EXTRACTED INFORMATION »
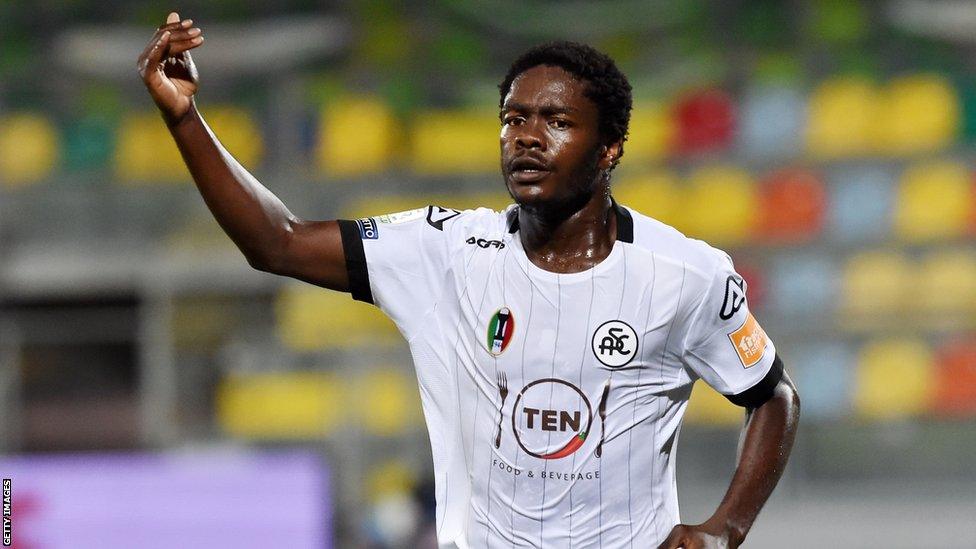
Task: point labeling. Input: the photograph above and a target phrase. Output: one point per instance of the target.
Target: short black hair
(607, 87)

--

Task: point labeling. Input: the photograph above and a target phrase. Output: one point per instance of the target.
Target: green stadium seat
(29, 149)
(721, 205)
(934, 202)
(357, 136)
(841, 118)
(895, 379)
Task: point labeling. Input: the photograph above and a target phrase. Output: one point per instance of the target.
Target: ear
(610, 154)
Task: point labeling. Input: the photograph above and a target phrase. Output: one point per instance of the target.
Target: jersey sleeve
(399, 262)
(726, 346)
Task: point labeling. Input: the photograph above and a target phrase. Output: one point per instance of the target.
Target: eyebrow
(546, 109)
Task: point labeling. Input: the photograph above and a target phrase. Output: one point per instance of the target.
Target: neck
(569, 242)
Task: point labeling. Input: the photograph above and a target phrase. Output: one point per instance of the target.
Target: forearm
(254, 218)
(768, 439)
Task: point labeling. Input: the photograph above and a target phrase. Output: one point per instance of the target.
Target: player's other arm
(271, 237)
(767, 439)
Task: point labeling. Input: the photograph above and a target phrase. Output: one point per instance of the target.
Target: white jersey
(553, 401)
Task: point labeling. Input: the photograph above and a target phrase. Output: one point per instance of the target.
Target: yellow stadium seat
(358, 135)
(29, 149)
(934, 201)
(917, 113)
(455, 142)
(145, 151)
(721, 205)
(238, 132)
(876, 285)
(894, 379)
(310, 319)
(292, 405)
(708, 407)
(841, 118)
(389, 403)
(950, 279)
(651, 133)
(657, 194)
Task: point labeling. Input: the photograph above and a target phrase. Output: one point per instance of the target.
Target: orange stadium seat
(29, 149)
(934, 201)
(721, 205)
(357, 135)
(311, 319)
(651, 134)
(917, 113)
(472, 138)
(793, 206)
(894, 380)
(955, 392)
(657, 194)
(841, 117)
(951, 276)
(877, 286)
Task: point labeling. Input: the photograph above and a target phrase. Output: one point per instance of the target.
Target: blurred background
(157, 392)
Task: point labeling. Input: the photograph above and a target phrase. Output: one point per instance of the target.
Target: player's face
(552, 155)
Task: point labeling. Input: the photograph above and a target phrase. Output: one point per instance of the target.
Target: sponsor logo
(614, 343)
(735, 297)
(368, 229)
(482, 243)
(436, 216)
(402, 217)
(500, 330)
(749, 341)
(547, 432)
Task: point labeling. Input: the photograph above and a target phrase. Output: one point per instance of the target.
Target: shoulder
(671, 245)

==

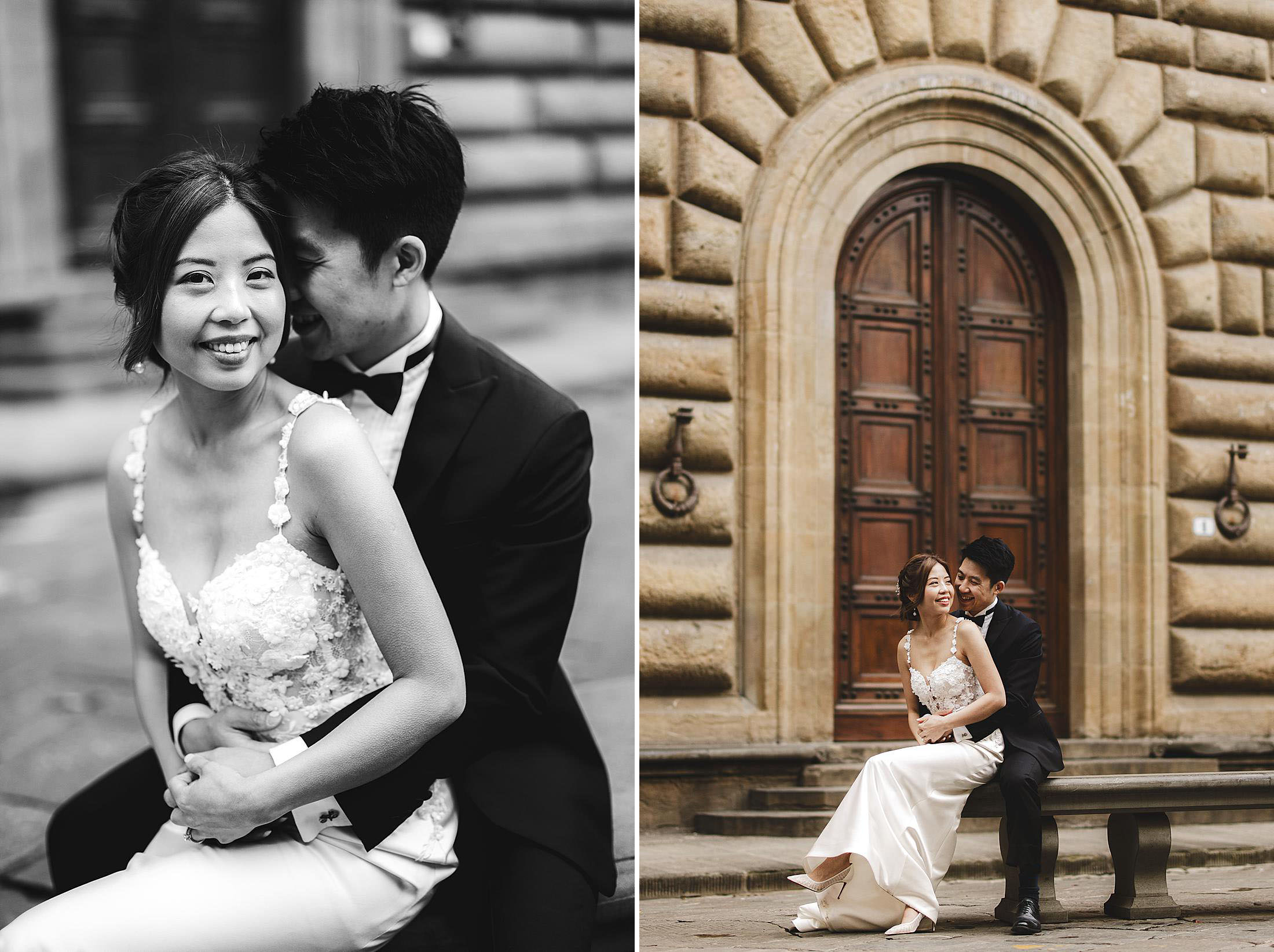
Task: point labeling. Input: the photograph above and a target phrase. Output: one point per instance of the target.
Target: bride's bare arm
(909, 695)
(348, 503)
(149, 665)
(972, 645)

TASK DESCRIPTION » Report every line of the items above that contains the word "jersey", copying each such line in full.

SOLUTION TO THE EXERCISE »
Target: jersey sleeve
Target: white jersey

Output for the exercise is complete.